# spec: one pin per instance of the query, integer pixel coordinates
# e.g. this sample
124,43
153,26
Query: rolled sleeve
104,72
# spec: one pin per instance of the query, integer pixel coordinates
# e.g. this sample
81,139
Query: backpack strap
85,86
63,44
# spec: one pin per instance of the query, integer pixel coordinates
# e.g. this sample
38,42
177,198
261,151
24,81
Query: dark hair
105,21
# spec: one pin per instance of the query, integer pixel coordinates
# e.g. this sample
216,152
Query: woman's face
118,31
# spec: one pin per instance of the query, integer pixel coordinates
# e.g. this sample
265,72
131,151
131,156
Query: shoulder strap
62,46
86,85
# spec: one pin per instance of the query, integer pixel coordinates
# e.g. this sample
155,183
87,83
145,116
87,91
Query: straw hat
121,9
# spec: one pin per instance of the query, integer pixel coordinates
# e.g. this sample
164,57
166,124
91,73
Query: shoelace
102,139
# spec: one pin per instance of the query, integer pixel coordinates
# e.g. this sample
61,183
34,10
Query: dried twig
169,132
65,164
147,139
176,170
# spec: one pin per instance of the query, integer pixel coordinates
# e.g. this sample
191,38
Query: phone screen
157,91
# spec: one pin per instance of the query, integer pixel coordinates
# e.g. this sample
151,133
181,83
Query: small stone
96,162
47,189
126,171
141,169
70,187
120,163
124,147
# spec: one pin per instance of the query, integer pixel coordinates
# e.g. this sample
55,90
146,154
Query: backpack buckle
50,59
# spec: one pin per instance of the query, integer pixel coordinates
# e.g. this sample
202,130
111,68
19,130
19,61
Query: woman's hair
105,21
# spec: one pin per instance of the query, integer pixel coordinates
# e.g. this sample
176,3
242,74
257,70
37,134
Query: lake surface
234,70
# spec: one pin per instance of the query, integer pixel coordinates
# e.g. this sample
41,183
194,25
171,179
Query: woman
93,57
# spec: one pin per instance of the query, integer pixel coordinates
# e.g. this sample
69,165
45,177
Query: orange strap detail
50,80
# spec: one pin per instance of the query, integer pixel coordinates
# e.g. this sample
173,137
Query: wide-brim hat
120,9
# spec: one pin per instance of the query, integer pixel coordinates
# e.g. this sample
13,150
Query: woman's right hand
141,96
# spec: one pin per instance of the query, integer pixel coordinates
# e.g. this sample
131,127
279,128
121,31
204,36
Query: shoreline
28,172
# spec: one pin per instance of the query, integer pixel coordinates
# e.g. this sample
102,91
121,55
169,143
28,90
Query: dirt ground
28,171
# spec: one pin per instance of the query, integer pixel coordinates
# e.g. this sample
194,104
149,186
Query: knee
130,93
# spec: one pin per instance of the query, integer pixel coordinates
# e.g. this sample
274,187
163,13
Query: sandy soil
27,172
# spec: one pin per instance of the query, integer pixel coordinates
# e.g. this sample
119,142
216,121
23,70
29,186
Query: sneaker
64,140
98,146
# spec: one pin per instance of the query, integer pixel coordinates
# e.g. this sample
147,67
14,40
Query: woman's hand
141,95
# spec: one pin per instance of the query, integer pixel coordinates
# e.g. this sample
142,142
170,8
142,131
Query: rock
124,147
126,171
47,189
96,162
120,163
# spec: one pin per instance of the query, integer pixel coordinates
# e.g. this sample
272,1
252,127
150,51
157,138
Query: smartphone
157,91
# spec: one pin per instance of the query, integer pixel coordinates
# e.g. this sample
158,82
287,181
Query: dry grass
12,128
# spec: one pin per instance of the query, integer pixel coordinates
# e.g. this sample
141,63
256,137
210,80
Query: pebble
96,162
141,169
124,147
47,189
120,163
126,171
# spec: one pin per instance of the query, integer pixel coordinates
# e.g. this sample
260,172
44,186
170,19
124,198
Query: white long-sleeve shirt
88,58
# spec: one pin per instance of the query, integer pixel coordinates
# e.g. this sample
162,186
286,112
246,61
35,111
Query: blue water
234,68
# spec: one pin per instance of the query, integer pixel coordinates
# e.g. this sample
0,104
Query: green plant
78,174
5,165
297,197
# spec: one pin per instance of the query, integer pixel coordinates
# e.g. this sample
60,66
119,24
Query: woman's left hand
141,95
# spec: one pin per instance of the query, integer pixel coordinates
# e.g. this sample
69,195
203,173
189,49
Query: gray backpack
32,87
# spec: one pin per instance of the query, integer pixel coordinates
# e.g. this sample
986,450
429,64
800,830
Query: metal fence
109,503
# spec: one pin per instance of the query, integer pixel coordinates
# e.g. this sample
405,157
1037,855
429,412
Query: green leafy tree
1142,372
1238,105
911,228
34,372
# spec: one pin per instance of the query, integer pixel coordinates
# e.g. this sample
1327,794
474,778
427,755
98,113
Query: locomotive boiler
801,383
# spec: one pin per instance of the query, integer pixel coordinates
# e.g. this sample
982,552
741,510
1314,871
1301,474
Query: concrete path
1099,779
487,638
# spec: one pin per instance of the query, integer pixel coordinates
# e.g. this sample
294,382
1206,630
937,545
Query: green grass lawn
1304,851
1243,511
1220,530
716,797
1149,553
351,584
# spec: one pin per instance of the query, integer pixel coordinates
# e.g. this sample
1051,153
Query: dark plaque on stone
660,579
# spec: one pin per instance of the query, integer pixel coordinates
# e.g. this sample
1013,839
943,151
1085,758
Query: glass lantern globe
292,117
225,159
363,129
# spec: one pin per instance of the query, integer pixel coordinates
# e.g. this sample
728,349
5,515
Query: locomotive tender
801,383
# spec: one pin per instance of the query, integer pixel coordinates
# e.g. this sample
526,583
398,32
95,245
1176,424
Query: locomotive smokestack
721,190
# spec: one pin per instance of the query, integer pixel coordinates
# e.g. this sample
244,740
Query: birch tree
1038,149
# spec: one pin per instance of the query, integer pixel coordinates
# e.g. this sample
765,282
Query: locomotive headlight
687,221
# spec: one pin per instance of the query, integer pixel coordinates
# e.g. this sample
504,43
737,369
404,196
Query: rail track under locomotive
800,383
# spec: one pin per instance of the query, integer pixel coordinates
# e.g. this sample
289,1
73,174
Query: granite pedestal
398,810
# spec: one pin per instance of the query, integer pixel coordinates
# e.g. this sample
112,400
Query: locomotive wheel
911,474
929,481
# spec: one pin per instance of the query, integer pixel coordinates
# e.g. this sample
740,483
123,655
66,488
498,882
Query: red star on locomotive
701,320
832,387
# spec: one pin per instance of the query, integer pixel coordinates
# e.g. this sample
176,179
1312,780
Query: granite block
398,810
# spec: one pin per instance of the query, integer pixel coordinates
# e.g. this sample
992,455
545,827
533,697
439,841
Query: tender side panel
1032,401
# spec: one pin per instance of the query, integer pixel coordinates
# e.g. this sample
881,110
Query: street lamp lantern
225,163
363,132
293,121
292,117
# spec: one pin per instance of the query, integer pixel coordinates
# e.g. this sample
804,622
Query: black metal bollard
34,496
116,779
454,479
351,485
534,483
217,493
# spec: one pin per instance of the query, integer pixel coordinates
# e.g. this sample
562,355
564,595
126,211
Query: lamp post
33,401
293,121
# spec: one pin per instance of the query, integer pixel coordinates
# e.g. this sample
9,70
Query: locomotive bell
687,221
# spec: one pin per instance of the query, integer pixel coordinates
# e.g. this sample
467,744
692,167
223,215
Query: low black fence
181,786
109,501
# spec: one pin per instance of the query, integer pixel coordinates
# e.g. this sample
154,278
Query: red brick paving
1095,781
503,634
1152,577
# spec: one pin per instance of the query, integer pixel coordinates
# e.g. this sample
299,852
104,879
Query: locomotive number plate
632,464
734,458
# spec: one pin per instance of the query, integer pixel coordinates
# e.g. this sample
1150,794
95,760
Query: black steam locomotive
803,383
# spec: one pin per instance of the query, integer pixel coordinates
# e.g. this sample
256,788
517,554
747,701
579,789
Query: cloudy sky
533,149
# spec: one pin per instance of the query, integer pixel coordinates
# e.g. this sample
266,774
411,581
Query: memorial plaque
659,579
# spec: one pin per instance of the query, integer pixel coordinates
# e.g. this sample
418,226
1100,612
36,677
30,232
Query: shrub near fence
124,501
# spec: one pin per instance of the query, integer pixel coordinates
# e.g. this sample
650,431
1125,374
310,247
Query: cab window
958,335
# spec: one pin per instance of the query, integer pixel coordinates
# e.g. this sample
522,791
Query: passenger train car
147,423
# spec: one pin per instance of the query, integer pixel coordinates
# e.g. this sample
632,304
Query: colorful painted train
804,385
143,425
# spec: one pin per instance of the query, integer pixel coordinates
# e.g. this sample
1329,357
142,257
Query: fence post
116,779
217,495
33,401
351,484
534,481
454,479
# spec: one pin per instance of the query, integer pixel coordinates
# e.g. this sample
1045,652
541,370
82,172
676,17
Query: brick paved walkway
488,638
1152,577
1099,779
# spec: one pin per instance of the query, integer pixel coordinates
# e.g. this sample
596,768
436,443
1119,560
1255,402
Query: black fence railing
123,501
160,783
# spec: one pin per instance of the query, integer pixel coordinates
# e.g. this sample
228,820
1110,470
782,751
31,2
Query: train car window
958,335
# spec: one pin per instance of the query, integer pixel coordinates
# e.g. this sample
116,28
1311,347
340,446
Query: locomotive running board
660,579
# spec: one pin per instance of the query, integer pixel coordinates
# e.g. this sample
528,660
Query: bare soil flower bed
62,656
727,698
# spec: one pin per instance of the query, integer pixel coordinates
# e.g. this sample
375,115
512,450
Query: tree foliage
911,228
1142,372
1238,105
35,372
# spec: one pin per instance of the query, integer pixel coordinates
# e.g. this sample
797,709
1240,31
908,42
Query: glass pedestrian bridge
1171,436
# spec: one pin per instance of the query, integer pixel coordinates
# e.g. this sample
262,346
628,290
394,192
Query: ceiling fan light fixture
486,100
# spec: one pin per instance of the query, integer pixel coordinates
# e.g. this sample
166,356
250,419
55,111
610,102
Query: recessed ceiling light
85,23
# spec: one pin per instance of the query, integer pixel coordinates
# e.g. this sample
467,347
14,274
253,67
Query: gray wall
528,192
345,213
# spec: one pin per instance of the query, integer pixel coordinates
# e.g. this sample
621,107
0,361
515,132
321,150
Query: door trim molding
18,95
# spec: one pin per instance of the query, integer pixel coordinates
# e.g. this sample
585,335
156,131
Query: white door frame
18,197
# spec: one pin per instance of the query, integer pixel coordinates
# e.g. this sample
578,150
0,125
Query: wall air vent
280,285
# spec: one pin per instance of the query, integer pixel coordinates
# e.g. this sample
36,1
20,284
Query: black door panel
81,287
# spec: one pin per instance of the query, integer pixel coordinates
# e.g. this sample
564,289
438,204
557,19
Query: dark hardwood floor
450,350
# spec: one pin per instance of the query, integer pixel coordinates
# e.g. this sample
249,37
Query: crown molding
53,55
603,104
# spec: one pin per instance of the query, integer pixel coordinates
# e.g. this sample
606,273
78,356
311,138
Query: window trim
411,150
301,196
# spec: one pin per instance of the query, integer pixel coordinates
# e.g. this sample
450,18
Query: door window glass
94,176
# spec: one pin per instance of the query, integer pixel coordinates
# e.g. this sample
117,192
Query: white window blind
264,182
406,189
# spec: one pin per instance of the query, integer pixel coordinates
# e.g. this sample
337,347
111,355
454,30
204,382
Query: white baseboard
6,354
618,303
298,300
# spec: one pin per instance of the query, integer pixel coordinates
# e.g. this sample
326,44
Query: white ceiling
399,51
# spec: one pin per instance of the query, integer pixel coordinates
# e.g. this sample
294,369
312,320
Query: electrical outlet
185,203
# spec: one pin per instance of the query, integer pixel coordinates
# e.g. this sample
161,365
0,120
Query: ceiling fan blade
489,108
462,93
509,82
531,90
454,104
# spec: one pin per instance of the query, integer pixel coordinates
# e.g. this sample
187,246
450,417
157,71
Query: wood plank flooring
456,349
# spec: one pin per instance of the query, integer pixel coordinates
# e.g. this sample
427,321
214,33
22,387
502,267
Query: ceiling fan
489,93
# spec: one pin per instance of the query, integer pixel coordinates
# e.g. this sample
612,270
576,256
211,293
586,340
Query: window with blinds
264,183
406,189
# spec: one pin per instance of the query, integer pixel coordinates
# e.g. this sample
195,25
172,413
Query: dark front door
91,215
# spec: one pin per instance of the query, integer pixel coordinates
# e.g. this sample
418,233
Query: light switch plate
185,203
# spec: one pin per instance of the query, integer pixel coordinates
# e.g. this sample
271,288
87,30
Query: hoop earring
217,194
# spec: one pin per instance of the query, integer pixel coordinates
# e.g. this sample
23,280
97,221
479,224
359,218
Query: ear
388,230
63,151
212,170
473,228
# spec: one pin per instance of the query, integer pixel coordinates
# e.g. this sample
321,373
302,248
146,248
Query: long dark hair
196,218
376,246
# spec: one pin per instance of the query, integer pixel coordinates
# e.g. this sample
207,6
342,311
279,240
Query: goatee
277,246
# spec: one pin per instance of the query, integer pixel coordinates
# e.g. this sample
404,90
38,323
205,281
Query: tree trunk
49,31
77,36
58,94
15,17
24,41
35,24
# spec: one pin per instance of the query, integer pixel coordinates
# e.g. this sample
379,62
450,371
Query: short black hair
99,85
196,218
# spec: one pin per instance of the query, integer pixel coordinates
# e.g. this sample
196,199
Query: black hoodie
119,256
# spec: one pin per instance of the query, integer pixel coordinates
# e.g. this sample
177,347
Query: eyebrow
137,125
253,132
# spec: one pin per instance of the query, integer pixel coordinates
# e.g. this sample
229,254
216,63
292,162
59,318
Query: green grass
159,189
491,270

————

▶ What is needed:
Exactly the lines from the one containing "Query: eyebrow" through the last line of the material above are to be returned, with nothing else.

▶ Task response:
Query: eyebrow
137,125
253,132
# spec: one pin per instance of the query, integer pixel coordinates
# e.g. this sample
229,254
216,63
292,162
59,318
Query: green grass
159,189
491,270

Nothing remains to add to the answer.